-- Start Given data --

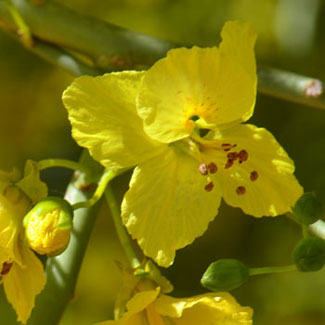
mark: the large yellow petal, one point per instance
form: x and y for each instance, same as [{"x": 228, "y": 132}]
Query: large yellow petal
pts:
[
  {"x": 104, "y": 119},
  {"x": 14, "y": 204},
  {"x": 208, "y": 309},
  {"x": 262, "y": 185},
  {"x": 166, "y": 207},
  {"x": 23, "y": 283},
  {"x": 207, "y": 83}
]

-- End Given data --

§ Directions for this task
Please write out the records again without the pictures, putting "big yellow petal" wherever "large yellow petal" occurs and leaving everything else unchanged.

§ Exercise result
mark: the big yellow petal, one point per instance
form: x and y for each instance, same as [{"x": 228, "y": 132}]
Query: big yellow petal
pts:
[
  {"x": 104, "y": 119},
  {"x": 14, "y": 204},
  {"x": 208, "y": 309},
  {"x": 262, "y": 185},
  {"x": 166, "y": 207},
  {"x": 23, "y": 283},
  {"x": 207, "y": 83}
]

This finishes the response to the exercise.